--- PASSAGE TO READ ---
Tuesday, January 03, 2006

I'm Trying To Be Positive...

Well, I have been a little lax on the updating thing lately. I am going to do my best to remedy that. I went to my therapist today and it wasn't that great. She (Holly from now on) wants to know why I keep sabotaging myself when it comes to being healthy. My brilliant answer: I dunno. Then there was guilt because I am teaching my kids bad habits, which is true, shame on me.

But... I'm not going to go on and on about it. I am going to be positive about things. I am going to get control of myself. This is the year. Finally. In a move to keep myself motivated I told my mom that I have diabetes. She was kind of surprised, but I am a fat little fucker, so it's not a huge shock. But now she is all in MOM mode, giving me all kinds of advice, she's sorry she gave me fudge for Christmas (I'm not) and wants to get me on the straight and narrow. Now I have to do good or else my mom will be after me.

--- DATA EXTRACTS ---
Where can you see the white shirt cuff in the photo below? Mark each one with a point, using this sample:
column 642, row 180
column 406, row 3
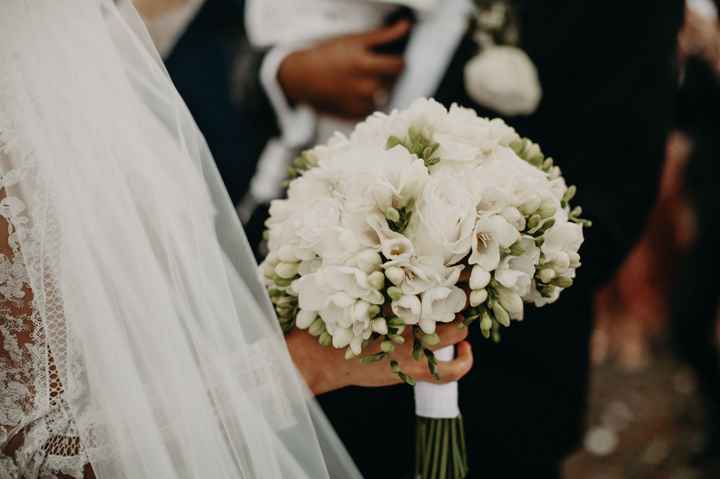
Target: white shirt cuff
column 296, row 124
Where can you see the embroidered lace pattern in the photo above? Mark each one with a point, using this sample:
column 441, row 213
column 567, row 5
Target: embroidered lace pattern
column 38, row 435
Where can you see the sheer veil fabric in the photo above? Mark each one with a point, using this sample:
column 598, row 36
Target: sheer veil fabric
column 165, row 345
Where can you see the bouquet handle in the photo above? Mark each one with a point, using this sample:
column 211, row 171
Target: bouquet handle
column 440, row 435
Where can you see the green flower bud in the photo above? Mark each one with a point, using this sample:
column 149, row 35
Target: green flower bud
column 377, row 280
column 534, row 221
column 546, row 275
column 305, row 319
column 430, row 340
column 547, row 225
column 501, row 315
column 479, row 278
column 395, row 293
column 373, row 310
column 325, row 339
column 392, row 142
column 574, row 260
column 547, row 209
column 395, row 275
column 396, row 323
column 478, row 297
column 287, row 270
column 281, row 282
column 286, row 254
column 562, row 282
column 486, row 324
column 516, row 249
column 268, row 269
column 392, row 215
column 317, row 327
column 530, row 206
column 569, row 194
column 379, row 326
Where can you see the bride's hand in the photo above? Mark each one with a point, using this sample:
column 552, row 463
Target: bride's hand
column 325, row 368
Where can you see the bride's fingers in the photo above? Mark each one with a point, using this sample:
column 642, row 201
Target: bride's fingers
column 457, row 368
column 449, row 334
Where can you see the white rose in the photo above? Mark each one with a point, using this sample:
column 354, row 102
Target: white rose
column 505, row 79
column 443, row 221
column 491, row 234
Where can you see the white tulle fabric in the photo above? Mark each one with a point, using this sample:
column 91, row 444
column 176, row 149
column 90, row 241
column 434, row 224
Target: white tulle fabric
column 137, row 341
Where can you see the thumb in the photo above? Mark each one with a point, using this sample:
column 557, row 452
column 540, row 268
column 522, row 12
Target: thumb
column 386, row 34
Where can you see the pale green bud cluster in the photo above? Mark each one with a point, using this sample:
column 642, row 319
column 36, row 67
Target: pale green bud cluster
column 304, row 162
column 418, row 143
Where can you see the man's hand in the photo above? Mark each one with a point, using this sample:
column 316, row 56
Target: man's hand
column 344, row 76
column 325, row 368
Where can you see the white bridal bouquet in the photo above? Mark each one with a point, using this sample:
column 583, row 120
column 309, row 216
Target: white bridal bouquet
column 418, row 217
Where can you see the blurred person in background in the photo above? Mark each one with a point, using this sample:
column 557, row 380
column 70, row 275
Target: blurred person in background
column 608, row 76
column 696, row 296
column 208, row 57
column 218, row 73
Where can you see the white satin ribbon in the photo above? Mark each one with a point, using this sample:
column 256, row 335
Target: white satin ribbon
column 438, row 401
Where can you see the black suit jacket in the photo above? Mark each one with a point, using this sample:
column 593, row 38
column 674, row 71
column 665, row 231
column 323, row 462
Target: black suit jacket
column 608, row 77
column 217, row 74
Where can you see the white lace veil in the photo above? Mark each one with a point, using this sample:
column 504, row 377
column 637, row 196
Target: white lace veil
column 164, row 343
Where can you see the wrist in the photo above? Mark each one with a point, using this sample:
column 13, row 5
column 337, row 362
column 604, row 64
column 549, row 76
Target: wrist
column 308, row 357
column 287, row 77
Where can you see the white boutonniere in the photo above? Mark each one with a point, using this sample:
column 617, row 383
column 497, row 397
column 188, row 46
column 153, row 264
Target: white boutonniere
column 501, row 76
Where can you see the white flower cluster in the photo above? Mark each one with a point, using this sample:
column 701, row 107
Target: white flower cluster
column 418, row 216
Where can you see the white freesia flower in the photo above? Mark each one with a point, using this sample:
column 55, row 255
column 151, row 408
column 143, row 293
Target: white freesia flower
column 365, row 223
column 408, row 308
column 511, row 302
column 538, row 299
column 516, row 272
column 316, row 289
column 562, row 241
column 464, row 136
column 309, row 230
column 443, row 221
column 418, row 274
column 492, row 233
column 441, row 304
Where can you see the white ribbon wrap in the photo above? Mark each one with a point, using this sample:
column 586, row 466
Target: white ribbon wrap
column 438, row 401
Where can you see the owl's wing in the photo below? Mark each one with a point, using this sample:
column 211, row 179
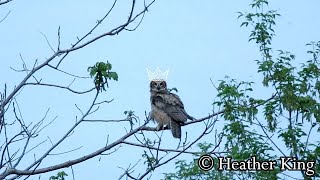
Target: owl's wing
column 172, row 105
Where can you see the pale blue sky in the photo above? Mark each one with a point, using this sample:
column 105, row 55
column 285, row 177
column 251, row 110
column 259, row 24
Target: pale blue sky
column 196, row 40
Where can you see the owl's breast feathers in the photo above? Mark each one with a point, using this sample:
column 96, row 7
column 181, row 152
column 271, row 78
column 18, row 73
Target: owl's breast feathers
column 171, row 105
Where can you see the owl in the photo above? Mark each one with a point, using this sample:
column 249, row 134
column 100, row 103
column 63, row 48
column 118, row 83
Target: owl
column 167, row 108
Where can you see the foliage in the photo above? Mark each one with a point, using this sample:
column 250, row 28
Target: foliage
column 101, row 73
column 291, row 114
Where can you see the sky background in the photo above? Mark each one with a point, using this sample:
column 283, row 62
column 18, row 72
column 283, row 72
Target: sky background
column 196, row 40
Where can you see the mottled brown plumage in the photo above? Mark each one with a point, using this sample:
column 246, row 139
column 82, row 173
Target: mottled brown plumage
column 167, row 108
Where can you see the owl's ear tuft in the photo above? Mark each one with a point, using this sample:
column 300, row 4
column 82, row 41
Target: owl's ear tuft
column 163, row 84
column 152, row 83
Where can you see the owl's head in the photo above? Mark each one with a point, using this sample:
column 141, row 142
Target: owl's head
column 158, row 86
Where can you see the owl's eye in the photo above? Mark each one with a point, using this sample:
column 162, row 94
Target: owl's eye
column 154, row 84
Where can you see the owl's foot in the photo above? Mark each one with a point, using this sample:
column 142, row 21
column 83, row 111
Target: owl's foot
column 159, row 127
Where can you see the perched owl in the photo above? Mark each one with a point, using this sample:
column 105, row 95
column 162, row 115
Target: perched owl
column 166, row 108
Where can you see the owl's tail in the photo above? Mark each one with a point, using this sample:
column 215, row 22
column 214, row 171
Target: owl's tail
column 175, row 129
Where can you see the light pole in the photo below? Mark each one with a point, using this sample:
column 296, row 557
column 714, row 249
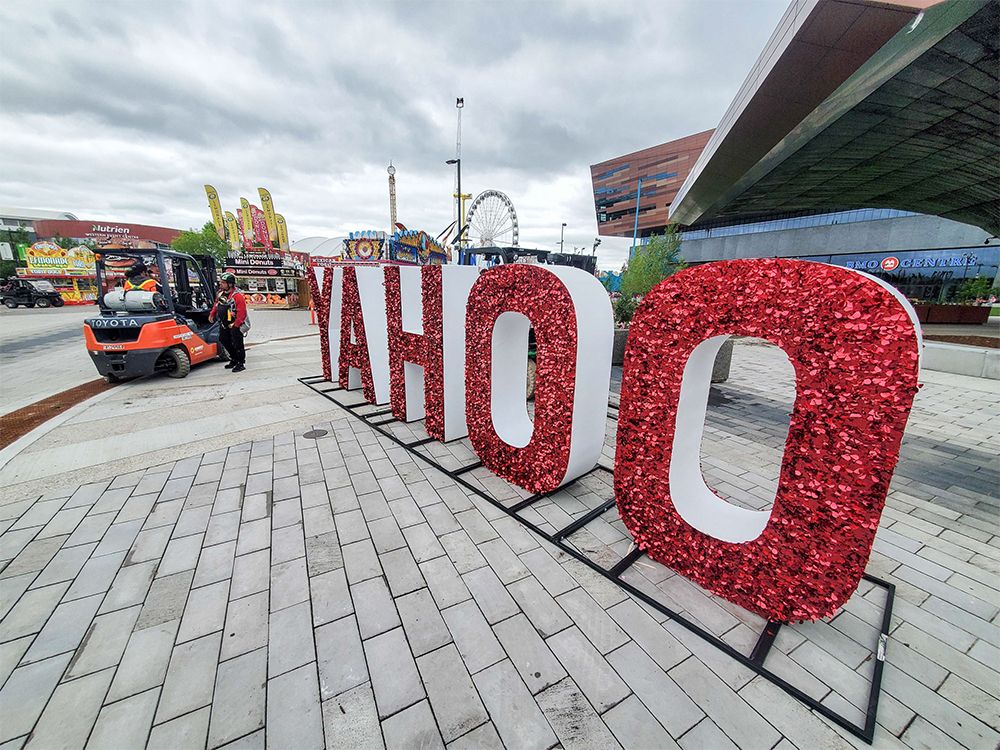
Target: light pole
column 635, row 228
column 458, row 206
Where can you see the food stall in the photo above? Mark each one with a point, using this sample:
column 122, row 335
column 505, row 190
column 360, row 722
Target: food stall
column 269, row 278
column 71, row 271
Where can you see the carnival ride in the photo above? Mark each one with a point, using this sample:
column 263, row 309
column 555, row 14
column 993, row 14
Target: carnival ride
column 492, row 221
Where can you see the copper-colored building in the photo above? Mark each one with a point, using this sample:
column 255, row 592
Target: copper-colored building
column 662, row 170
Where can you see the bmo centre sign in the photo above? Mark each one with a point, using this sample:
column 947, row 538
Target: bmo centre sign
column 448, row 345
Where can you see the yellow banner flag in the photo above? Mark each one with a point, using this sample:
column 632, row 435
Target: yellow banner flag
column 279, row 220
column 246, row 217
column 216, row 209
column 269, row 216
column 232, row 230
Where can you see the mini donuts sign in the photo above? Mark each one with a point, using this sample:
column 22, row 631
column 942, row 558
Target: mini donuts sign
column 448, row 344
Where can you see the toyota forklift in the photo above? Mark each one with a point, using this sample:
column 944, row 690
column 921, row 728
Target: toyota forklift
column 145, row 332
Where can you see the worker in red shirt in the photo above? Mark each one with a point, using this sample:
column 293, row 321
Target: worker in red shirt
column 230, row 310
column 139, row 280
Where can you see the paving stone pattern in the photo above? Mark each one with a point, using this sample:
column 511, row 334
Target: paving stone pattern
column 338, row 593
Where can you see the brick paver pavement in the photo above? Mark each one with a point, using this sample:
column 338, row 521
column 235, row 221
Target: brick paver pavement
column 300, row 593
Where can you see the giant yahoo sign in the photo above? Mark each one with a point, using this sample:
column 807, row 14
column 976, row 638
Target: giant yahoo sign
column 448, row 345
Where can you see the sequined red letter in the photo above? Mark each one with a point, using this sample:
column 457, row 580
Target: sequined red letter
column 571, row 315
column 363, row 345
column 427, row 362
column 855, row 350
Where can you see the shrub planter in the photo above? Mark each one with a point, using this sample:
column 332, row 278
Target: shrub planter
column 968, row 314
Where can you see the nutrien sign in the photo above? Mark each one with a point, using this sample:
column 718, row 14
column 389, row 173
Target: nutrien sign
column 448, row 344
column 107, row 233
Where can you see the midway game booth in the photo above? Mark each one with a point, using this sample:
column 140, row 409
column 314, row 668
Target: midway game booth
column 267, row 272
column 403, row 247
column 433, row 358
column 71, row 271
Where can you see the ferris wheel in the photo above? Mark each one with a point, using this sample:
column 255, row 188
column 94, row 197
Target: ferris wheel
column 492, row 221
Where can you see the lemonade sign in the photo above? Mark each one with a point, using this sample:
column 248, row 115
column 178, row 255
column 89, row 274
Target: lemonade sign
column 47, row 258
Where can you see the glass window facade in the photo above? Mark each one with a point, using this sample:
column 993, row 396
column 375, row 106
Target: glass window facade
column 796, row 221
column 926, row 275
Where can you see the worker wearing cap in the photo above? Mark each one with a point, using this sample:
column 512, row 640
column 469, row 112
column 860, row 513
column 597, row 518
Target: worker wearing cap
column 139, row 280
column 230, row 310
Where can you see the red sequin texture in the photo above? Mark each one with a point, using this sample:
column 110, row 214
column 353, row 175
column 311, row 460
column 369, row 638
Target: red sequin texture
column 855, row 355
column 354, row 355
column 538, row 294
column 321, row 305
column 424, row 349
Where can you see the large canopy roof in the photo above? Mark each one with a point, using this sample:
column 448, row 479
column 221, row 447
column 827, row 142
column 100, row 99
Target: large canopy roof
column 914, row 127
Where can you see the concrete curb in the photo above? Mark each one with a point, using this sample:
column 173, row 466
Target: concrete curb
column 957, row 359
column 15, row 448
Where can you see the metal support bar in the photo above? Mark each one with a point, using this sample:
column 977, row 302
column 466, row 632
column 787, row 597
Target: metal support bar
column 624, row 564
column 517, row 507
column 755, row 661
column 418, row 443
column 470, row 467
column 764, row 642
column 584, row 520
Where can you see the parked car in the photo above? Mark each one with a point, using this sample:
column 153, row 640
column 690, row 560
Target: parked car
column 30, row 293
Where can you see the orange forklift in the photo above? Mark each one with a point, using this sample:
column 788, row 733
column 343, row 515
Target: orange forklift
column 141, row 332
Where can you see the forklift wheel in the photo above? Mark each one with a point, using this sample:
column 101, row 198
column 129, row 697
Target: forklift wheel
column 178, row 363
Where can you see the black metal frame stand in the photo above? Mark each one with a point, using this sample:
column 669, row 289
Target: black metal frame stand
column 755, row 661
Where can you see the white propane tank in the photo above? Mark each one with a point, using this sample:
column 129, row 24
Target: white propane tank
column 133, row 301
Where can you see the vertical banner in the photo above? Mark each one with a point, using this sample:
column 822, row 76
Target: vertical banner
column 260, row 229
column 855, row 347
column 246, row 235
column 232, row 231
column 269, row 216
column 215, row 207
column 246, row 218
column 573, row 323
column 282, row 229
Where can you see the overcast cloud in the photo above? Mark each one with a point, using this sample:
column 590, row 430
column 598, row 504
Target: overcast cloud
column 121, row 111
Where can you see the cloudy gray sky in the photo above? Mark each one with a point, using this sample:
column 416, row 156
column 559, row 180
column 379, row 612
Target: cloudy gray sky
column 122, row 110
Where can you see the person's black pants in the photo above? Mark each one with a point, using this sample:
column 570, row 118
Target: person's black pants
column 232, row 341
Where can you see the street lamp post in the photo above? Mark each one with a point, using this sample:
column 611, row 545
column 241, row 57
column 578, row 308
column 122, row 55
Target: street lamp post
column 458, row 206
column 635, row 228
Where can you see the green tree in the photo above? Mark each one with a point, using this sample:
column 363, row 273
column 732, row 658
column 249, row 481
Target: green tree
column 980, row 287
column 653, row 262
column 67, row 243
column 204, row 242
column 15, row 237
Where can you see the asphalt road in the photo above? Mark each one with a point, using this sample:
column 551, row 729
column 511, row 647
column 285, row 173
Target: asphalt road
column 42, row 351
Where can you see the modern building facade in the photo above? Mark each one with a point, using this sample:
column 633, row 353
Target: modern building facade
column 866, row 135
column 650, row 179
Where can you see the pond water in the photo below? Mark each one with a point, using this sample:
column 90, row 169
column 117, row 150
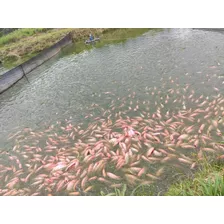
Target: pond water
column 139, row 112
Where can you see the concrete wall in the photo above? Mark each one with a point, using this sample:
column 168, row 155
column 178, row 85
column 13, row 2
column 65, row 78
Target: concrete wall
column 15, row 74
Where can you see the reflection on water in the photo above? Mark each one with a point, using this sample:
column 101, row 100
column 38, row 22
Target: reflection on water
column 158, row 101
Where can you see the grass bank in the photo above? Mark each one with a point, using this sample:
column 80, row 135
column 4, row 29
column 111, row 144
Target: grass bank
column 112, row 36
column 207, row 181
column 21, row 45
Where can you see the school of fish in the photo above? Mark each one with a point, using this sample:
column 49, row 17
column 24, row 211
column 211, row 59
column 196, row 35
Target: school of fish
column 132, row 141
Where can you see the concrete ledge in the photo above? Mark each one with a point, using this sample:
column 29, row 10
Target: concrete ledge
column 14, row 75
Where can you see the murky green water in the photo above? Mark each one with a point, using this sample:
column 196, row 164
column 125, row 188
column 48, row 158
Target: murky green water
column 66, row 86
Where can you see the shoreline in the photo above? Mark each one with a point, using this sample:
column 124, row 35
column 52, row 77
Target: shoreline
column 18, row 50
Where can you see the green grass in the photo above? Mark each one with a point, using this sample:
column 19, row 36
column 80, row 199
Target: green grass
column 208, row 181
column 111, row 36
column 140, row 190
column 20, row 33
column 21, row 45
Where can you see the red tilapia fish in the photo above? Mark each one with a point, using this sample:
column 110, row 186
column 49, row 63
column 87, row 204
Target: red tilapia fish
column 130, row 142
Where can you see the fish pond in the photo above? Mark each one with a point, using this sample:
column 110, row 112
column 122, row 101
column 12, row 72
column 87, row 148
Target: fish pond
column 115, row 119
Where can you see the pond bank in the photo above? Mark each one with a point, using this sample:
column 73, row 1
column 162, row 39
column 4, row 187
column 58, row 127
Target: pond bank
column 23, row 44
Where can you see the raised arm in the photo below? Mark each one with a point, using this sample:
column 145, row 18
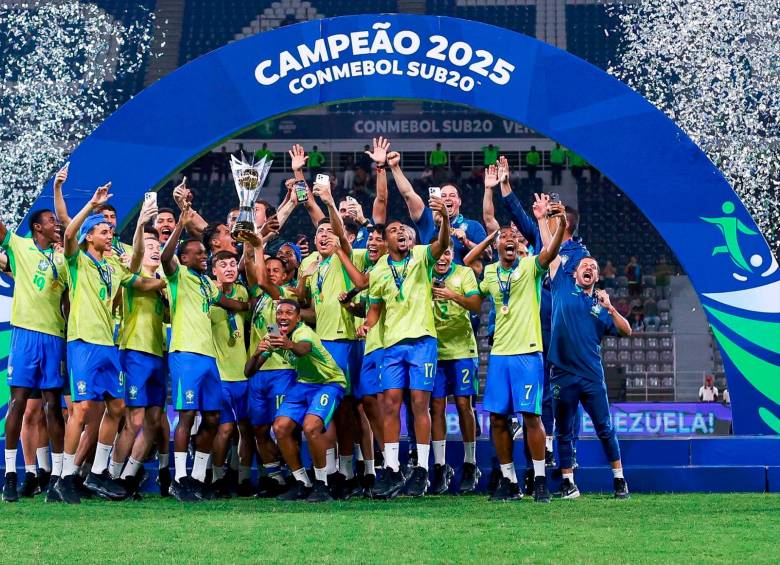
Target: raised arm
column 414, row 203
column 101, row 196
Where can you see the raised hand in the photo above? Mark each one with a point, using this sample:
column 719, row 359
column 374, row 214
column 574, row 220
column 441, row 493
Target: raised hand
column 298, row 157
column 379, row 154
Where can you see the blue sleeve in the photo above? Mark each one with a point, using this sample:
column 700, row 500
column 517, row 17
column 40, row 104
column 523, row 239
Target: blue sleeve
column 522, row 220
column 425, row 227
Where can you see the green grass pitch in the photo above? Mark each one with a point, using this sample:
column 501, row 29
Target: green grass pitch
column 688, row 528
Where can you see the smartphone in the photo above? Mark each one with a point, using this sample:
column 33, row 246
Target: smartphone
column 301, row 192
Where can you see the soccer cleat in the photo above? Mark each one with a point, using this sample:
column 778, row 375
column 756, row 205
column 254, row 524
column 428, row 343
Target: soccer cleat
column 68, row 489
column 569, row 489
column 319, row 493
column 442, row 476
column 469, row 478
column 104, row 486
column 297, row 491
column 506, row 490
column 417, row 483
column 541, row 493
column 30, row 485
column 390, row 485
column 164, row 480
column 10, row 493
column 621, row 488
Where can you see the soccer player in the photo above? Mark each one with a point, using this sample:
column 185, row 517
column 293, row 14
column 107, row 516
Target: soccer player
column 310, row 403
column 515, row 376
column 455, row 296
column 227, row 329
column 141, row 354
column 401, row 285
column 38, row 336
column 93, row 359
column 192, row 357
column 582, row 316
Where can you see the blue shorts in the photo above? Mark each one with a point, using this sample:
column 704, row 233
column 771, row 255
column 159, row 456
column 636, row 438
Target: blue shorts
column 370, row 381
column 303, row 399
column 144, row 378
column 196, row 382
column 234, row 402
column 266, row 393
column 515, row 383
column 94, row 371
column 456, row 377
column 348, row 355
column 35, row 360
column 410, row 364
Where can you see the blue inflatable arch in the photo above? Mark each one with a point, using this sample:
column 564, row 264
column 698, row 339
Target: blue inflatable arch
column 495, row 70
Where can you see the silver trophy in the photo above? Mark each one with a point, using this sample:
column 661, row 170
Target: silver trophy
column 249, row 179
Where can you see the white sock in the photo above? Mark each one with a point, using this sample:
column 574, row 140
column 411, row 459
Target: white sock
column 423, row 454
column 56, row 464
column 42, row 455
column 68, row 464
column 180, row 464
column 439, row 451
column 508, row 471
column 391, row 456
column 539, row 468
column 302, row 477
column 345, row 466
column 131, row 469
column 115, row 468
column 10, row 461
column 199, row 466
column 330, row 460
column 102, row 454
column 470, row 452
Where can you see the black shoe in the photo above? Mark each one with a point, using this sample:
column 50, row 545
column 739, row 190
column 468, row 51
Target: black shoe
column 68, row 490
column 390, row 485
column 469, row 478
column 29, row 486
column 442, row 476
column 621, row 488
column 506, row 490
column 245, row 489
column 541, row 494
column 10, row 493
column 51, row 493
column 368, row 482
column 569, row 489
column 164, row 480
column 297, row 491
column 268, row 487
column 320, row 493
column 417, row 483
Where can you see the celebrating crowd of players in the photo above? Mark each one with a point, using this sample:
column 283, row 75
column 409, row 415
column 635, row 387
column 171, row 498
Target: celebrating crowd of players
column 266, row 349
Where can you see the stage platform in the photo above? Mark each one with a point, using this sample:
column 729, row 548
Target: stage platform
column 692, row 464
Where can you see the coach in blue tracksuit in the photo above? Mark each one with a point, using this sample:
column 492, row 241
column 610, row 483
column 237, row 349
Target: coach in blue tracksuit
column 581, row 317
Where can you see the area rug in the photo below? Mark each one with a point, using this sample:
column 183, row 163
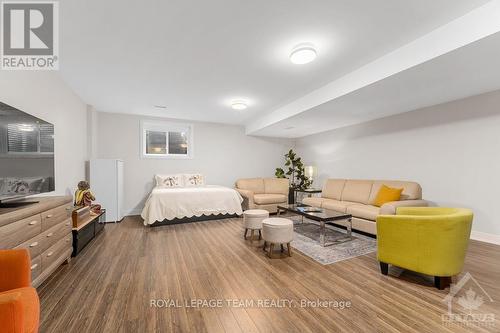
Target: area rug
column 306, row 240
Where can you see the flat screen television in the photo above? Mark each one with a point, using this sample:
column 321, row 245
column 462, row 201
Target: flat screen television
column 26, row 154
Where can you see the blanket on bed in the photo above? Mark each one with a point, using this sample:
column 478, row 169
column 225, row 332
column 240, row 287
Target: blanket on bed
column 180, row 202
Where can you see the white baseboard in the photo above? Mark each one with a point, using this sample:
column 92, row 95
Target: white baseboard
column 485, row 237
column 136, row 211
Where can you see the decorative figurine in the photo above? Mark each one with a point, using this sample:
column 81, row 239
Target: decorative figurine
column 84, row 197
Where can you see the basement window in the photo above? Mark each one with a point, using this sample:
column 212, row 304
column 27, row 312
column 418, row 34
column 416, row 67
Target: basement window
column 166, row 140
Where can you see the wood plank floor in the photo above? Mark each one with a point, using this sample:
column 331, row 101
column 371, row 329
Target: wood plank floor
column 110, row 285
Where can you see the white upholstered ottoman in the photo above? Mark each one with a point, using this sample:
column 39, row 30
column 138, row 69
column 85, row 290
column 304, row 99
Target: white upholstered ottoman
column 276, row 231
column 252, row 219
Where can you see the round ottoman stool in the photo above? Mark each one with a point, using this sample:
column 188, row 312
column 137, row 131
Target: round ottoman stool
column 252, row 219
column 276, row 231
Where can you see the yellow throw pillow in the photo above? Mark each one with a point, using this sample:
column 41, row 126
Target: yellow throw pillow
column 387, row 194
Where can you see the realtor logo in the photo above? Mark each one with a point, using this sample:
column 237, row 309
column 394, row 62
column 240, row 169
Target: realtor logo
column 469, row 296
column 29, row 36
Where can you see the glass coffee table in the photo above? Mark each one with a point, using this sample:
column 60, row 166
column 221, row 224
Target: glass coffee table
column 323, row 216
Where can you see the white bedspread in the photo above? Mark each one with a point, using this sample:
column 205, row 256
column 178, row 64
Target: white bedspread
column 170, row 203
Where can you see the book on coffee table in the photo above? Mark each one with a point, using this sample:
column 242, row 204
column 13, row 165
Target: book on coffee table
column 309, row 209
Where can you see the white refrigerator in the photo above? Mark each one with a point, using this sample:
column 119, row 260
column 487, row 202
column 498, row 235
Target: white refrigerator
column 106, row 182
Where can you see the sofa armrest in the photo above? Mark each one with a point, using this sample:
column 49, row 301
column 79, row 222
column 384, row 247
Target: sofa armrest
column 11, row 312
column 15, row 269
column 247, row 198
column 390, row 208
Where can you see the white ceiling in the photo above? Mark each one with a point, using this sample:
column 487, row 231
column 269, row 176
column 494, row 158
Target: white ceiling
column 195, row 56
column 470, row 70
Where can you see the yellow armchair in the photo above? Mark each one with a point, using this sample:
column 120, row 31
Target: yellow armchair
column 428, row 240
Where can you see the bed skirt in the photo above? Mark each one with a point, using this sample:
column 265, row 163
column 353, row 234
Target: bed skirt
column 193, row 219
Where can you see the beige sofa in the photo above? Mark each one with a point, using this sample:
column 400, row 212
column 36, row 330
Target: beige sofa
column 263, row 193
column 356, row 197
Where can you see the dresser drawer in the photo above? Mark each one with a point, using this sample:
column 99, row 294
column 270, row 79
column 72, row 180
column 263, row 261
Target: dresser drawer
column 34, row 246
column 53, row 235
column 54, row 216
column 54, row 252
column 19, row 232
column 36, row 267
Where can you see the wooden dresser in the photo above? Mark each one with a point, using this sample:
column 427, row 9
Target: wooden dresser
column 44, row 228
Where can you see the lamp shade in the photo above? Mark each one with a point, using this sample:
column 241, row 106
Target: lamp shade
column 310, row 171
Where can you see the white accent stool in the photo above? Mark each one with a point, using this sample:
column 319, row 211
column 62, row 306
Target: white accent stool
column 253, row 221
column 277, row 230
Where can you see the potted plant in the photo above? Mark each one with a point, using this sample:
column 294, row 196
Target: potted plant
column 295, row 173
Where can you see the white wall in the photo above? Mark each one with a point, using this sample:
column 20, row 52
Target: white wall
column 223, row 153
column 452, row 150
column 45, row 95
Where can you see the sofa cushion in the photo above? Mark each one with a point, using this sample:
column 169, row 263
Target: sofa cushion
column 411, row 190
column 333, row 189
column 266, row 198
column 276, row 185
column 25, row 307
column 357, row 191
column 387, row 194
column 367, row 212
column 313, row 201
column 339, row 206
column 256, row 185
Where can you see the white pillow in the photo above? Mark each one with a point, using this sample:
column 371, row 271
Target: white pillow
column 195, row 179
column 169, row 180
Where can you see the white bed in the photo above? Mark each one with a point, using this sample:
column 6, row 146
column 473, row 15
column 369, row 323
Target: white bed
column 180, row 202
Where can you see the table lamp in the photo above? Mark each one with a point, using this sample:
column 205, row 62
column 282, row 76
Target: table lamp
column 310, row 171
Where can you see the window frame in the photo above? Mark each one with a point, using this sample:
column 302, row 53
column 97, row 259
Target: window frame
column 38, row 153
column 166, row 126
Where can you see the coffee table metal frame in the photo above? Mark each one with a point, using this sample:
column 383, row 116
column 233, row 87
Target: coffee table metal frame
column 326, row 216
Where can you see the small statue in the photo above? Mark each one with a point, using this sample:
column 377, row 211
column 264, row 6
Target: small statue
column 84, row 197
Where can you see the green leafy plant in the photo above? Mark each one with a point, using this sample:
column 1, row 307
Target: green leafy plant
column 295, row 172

--- REQUIREMENT ---
Continue the "I'm Trying To Be Positive..." blog post, picking up after the line about having to do good or else the writer's mom will be after them.

--- ANSWER SPACE ---
So, I will give up Coke. I have too. I can do it. Fuck, I want a Coke. I will eat the right things, in the correct amounts. I will slip, but then I will get right back to the PLAN.

I also need to find a job. This is causing me a little stress.

I'm done writing for now. I know I have a lot of incomplete ideas here, but I want to look at porn now, so... bye.